Le délit de marchandage et le prêt illicite de main-d’œuvre constituent deux infractions définies par le Code du travail sous les articles L. 125-3 et L. 125-1.
- Historique :
Instauré par un décret de 1848, le délit de marchandage est la plus ancienne des infractions pénales figurant dans le Code du Travail mais la jurisprudence ne considérait l’infraction comme constituée que si une volonté du sous-entrepreneur de nuire aux salariés concernés était établie.
C’est une loi du 6 juillet 1973 qui, en même temps qu’elle instaurait le prêt illicite de main-d’œuvre, a modifié l’élément moral et étendu le champ d’application de l’infraction.
En quoi consistent ces infractions : définitions.
Le prêt de main-d’œuvre illicite est constitué par « toute opération à but lucratif ayant pour objet exclusif le prêt de main-d’œuvre dès lors qu’elle n’est pas effectuée dans le cadre des dispositions du Code du Travail relatives au travail temporaire » (art. L. 125-3 C. trav.).

--*--

» CONSIGNE
Les affirmations suivantes sont-elles conformes à l’extrait ci-dessus ? Pour chacune, répondez par oui ou non et recopiez mot pour mot le passage qui permet de trancher.
(a) Le délit de marchandage a été créé par un décret de 1848.
(b) Le délit de marchandage est la plus récente des infractions pénales du Code du travail.
(c) C’est une loi de 1973 qui a créé le prêt illicite de main-d’œuvre.

» MATÉRIEL FOURNI
--*--

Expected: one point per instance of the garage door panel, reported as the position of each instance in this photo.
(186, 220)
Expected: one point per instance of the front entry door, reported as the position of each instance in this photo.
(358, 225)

--*--

» RÉPONSE COMPLÈTE
(a) Oui : « Instauré par un décret de 1848, le délit de marchandage »
(b) Non : « la plus ancienne des infractions pénales figurant dans le Code du Travail »
(c) Oui : « C’est une loi du 6 juillet 1973 qui, en même temps qu’elle instaurait le prêt illicite de main-d’œuvre »